**EXERCISE INSTRUCTIONS:**
Below are the records. Retype exactly the lines between the lines holding "Where can the black vein" and "Sample: <point>150,398</point>", inclusive.
|---|
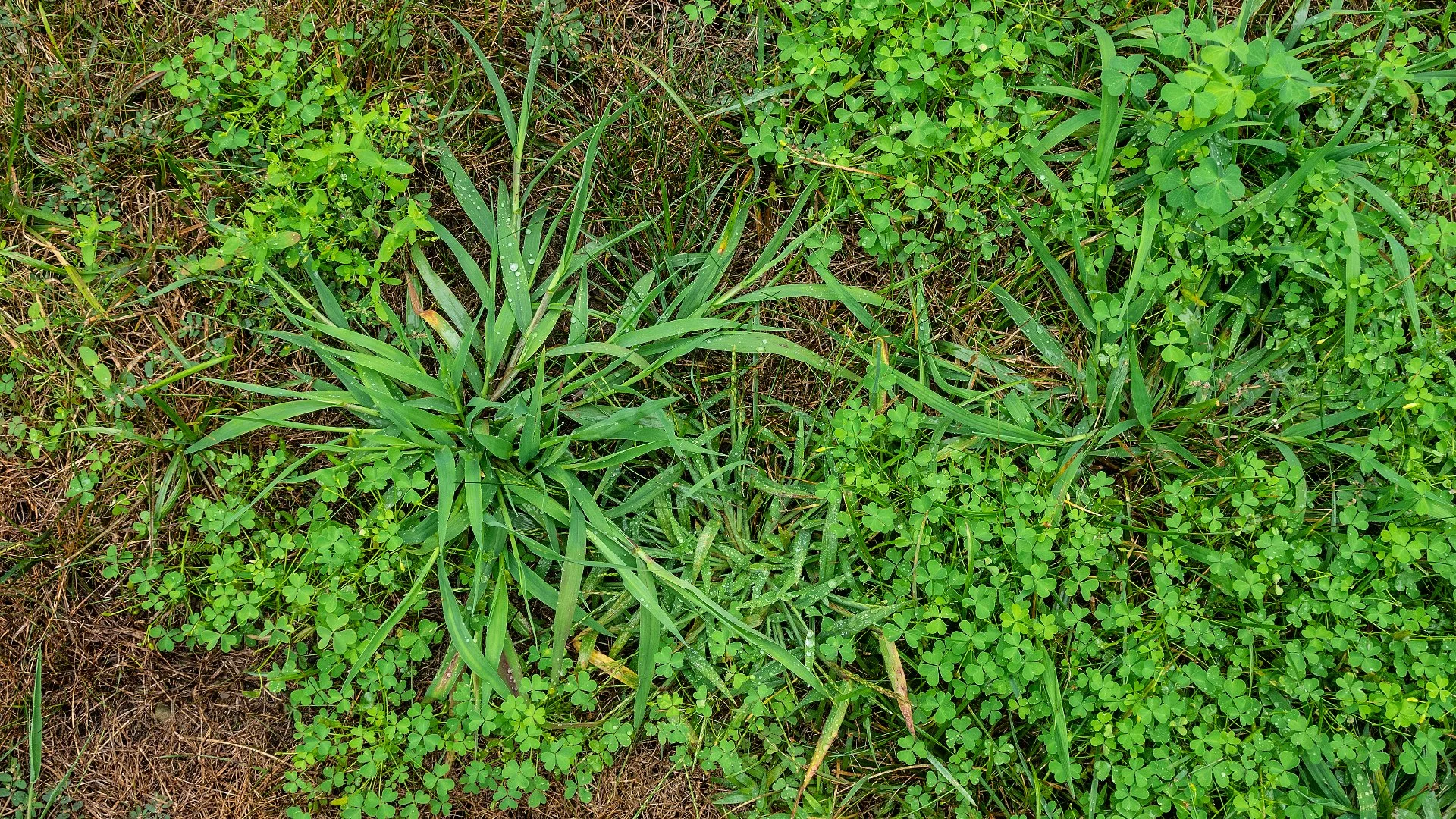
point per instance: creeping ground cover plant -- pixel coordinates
(1130, 494)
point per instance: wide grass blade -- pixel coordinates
(650, 632)
(462, 640)
(571, 572)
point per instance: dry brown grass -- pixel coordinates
(193, 733)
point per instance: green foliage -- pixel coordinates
(329, 183)
(1187, 553)
(1207, 640)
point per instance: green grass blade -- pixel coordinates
(1038, 335)
(36, 736)
(571, 570)
(650, 632)
(827, 736)
(497, 630)
(1059, 273)
(1052, 689)
(462, 639)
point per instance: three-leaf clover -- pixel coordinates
(1218, 188)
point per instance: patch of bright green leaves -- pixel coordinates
(328, 184)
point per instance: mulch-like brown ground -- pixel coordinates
(190, 735)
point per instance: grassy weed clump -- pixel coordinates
(1169, 531)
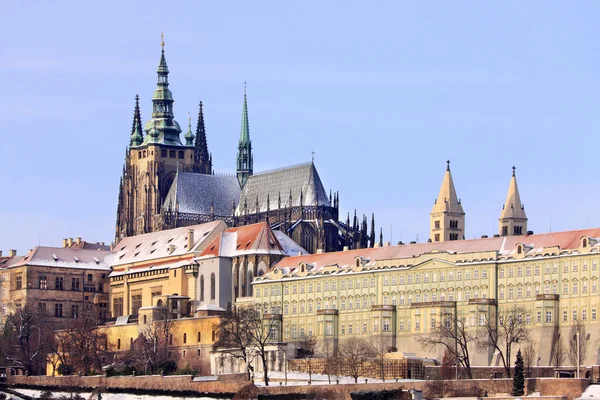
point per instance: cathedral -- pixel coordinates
(168, 183)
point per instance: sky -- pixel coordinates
(383, 93)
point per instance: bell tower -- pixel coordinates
(152, 159)
(513, 220)
(447, 218)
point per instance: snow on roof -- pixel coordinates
(64, 257)
(250, 239)
(172, 242)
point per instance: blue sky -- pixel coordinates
(383, 92)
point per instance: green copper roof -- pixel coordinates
(245, 133)
(189, 136)
(162, 128)
(136, 129)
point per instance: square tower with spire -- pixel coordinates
(447, 218)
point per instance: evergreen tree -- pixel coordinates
(519, 379)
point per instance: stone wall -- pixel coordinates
(181, 383)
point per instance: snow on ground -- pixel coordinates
(110, 396)
(301, 378)
(592, 392)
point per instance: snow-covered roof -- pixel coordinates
(155, 245)
(64, 257)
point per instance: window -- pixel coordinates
(136, 303)
(43, 282)
(212, 286)
(201, 287)
(58, 310)
(117, 307)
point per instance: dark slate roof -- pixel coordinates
(193, 193)
(298, 178)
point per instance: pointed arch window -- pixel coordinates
(213, 285)
(201, 287)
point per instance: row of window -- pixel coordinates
(366, 282)
(527, 270)
(547, 290)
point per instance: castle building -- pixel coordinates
(447, 218)
(167, 183)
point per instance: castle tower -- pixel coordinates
(244, 159)
(513, 220)
(152, 160)
(447, 218)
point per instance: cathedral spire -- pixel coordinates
(244, 159)
(513, 220)
(162, 107)
(189, 136)
(136, 128)
(202, 159)
(447, 218)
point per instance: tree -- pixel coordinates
(353, 353)
(502, 332)
(246, 335)
(155, 336)
(380, 346)
(25, 339)
(453, 334)
(529, 356)
(519, 379)
(306, 350)
(327, 351)
(577, 327)
(558, 350)
(81, 344)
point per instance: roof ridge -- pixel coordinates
(283, 168)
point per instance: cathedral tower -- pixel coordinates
(513, 220)
(153, 158)
(447, 216)
(244, 159)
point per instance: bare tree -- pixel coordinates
(155, 337)
(353, 353)
(306, 350)
(502, 332)
(327, 351)
(453, 334)
(529, 355)
(578, 327)
(558, 350)
(380, 346)
(25, 339)
(233, 337)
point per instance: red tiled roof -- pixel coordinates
(503, 245)
(255, 238)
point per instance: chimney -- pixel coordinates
(190, 239)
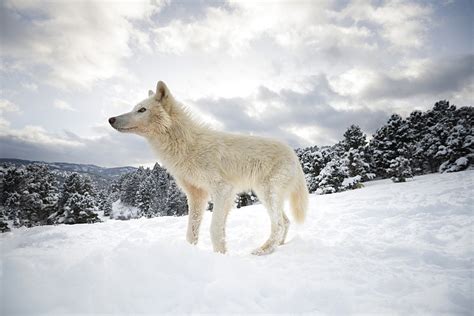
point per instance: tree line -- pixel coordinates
(438, 140)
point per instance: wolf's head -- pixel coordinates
(150, 116)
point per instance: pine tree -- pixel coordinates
(104, 204)
(400, 169)
(389, 142)
(77, 203)
(331, 177)
(147, 191)
(354, 138)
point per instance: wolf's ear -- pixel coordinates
(162, 91)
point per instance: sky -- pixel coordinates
(298, 71)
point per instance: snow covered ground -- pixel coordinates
(404, 248)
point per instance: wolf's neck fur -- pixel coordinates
(173, 144)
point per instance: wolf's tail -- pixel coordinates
(299, 197)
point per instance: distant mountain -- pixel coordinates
(93, 170)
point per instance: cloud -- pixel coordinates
(72, 44)
(35, 143)
(8, 106)
(30, 86)
(63, 105)
(235, 27)
(403, 24)
(435, 77)
(299, 118)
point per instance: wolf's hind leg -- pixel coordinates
(197, 201)
(223, 200)
(273, 202)
(286, 222)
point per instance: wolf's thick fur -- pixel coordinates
(211, 164)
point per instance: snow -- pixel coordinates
(388, 248)
(123, 212)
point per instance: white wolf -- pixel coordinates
(211, 164)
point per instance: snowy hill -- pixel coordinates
(388, 248)
(75, 167)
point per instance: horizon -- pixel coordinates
(152, 164)
(298, 72)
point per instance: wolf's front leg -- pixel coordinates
(222, 205)
(197, 202)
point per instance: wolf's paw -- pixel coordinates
(261, 251)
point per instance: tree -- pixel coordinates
(77, 204)
(331, 177)
(400, 169)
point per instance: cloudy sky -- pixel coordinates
(299, 71)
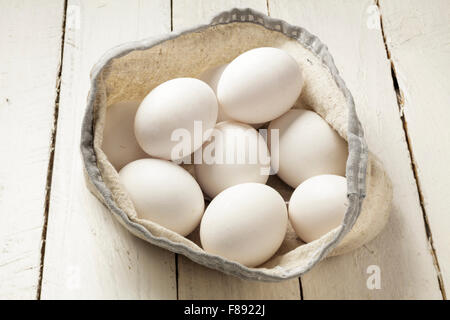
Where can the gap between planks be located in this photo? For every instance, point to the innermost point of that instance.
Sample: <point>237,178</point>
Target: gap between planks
<point>400,102</point>
<point>48,185</point>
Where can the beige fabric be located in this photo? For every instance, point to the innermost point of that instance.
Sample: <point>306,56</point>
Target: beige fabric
<point>133,75</point>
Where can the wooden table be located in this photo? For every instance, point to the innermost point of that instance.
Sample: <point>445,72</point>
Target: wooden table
<point>57,241</point>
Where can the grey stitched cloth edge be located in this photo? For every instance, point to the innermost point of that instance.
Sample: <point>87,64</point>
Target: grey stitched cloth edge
<point>356,163</point>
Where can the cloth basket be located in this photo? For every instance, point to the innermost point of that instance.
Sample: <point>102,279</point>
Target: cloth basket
<point>130,71</point>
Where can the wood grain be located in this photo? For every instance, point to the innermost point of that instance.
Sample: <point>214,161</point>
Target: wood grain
<point>417,37</point>
<point>195,281</point>
<point>89,255</point>
<point>30,52</point>
<point>351,30</point>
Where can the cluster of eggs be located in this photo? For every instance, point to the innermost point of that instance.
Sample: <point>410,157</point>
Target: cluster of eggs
<point>246,220</point>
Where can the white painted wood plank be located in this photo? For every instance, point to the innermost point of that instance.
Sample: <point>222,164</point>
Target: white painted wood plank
<point>351,29</point>
<point>30,43</point>
<point>417,35</point>
<point>195,281</point>
<point>89,255</point>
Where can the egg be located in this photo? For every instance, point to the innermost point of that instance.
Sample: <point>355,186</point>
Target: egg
<point>307,147</point>
<point>259,85</point>
<point>317,206</point>
<point>119,143</point>
<point>245,223</point>
<point>211,77</point>
<point>236,154</point>
<point>164,193</point>
<point>174,119</point>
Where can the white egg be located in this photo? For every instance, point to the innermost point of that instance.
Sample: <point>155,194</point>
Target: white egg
<point>211,77</point>
<point>236,154</point>
<point>164,193</point>
<point>176,113</point>
<point>318,206</point>
<point>259,85</point>
<point>119,142</point>
<point>245,223</point>
<point>307,147</point>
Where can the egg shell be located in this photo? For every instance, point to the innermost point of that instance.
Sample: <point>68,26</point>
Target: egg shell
<point>119,143</point>
<point>211,77</point>
<point>175,104</point>
<point>245,223</point>
<point>317,206</point>
<point>307,147</point>
<point>259,85</point>
<point>235,138</point>
<point>164,193</point>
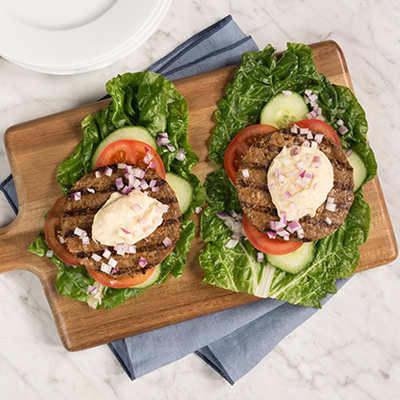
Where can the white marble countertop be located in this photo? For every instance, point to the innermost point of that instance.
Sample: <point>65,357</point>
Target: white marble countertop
<point>349,350</point>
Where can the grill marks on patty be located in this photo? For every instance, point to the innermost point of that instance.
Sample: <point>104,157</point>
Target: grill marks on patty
<point>256,200</point>
<point>81,214</point>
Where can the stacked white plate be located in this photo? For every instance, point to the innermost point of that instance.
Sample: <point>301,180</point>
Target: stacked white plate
<point>65,37</point>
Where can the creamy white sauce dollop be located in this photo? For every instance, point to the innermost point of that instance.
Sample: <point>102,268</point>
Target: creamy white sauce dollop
<point>127,218</point>
<point>299,180</point>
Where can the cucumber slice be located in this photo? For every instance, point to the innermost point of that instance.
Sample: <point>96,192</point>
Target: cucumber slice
<point>127,133</point>
<point>360,170</point>
<point>282,110</point>
<point>296,261</point>
<point>152,280</point>
<point>182,188</point>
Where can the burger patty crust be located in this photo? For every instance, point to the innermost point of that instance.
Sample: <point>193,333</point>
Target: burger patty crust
<point>80,213</point>
<point>255,197</point>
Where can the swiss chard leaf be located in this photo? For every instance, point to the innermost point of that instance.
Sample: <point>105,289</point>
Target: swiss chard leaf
<point>260,76</point>
<point>145,99</point>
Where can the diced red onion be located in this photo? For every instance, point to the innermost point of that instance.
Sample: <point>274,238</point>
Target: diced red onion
<point>232,243</point>
<point>108,171</point>
<point>149,229</point>
<point>112,262</point>
<point>180,156</point>
<point>162,141</point>
<point>283,233</point>
<point>287,194</point>
<point>313,97</point>
<point>301,165</point>
<point>80,232</point>
<point>316,159</point>
<point>126,190</point>
<point>147,158</point>
<point>96,257</point>
<point>91,289</point>
<point>223,215</point>
<point>293,226</point>
<point>131,249</point>
<point>144,185</point>
<point>119,183</point>
<point>76,196</point>
<point>304,131</point>
<point>312,114</point>
<point>162,209</point>
<point>167,242</point>
<point>105,268</point>
<point>318,137</point>
<point>106,253</point>
<point>142,262</point>
<point>138,173</point>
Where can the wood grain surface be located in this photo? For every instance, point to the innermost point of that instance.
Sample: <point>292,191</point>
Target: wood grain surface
<point>36,148</point>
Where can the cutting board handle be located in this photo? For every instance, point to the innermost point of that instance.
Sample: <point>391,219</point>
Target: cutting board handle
<point>11,255</point>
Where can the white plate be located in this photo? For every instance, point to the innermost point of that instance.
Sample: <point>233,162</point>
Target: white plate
<point>71,36</point>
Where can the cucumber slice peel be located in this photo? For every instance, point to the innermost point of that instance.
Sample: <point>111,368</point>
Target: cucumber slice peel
<point>152,280</point>
<point>296,261</point>
<point>359,169</point>
<point>128,133</point>
<point>283,110</point>
<point>182,188</point>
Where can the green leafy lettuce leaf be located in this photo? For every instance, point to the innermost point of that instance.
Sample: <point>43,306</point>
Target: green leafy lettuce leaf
<point>260,76</point>
<point>137,99</point>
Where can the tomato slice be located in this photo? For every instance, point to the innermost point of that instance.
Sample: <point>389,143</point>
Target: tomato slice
<point>52,232</point>
<point>261,241</point>
<point>320,127</point>
<point>239,146</point>
<point>130,152</point>
<point>120,283</point>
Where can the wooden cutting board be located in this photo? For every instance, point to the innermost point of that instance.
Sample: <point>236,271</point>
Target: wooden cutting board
<point>36,148</point>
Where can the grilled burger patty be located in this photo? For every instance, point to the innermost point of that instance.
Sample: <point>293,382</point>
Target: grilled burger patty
<point>80,213</point>
<point>255,197</point>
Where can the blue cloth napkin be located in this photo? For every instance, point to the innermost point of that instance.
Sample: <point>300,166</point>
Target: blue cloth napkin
<point>233,341</point>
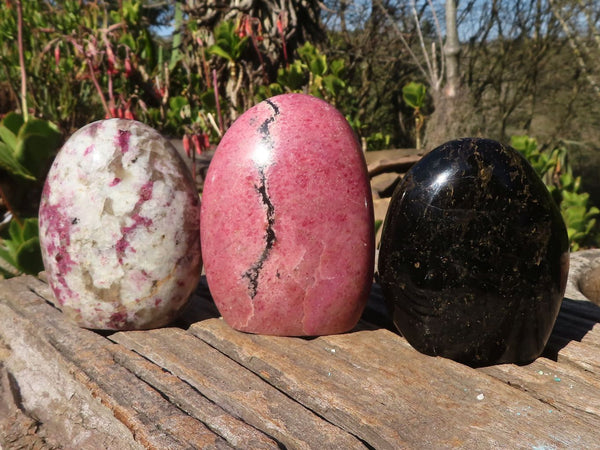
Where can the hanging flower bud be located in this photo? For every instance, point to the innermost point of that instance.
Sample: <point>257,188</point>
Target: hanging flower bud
<point>128,67</point>
<point>57,55</point>
<point>197,145</point>
<point>186,145</point>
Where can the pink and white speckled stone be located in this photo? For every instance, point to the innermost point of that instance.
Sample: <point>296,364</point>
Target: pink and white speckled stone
<point>287,221</point>
<point>119,227</point>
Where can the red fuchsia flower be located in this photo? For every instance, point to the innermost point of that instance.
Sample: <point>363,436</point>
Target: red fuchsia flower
<point>128,67</point>
<point>57,55</point>
<point>242,27</point>
<point>197,145</point>
<point>186,145</point>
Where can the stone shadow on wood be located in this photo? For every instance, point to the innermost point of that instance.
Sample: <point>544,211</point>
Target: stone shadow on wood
<point>575,320</point>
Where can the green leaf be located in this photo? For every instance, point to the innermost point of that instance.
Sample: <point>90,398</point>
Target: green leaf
<point>13,122</point>
<point>337,67</point>
<point>9,163</point>
<point>38,141</point>
<point>7,256</point>
<point>177,103</point>
<point>8,137</point>
<point>318,65</point>
<point>414,94</point>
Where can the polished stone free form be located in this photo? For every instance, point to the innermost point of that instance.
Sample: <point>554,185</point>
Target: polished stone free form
<point>119,227</point>
<point>287,220</point>
<point>474,255</point>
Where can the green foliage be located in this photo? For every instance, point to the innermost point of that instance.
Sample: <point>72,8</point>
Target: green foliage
<point>27,147</point>
<point>310,73</point>
<point>553,168</point>
<point>21,248</point>
<point>228,43</point>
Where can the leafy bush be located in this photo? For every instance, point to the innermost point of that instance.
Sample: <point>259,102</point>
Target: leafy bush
<point>555,171</point>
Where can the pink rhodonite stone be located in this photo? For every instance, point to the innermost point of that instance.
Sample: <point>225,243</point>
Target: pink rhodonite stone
<point>287,221</point>
<point>119,227</point>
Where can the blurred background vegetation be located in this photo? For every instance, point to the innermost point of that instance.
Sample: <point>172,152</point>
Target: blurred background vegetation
<point>406,74</point>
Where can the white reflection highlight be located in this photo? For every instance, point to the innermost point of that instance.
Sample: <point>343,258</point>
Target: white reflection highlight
<point>440,180</point>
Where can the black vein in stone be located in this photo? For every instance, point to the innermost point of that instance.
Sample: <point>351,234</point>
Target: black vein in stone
<point>253,272</point>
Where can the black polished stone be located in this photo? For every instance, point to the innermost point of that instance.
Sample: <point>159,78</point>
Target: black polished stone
<point>474,255</point>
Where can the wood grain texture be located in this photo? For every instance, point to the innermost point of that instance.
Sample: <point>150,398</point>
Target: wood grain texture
<point>237,390</point>
<point>67,354</point>
<point>373,383</point>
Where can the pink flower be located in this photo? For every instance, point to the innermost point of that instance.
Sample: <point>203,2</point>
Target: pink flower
<point>186,144</point>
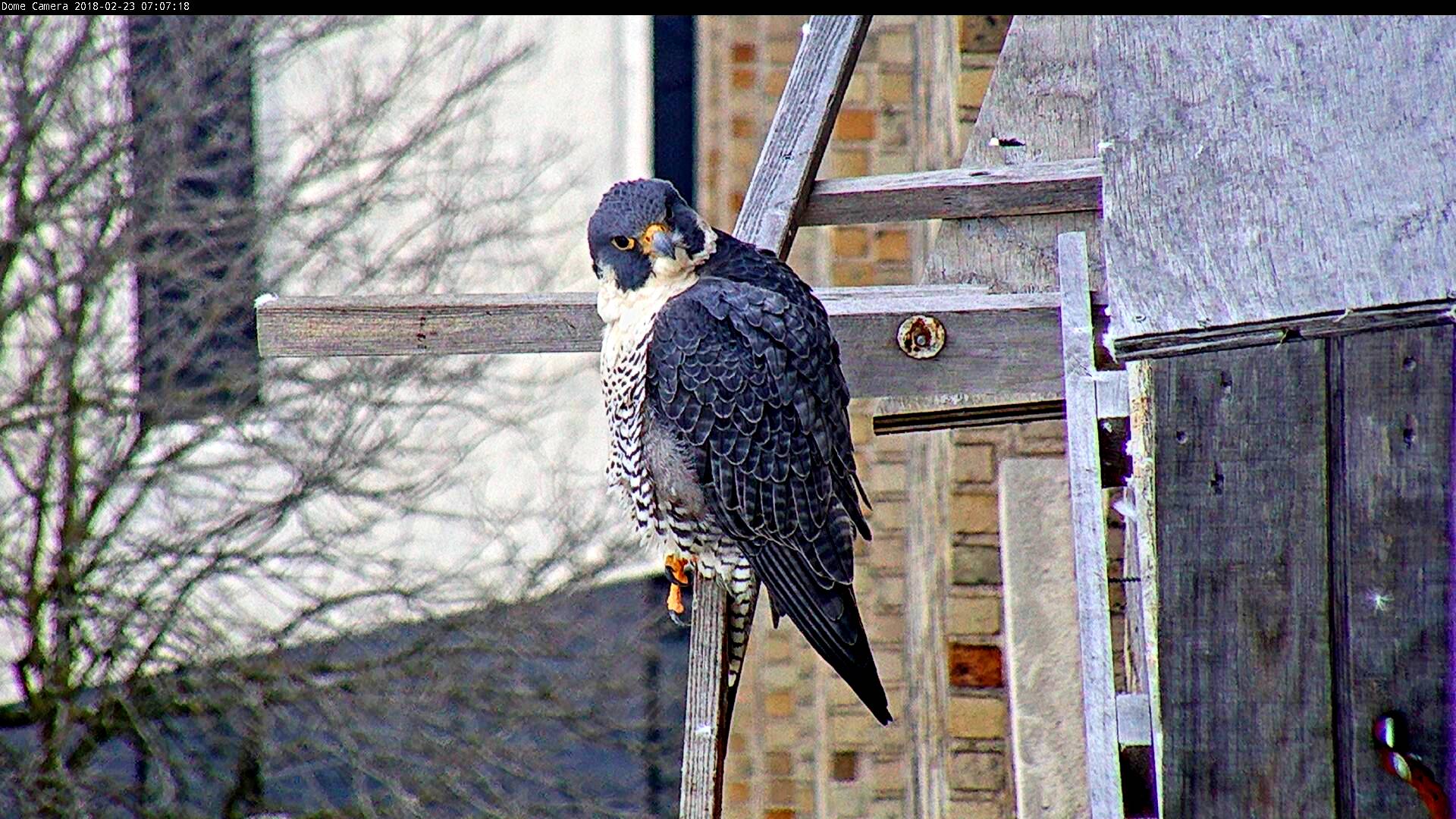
|---|
**RESPONSE FOR THIS EXERCISE:**
Where can the black vein in stone be located in this photo? For every instance, point to the innermost point of that instance.
Sample: <point>351,234</point>
Target: black vein in stone
<point>253,272</point>
Where can the black polished stone be located in this photo? For every instance, point to the innermost point of that instance.
Sample: <point>159,78</point>
Target: black polished stone
<point>474,255</point>
Where can the wood grain texture be located in this photo? For every instance, point to the innermost point of that instance.
Sample: <point>150,398</point>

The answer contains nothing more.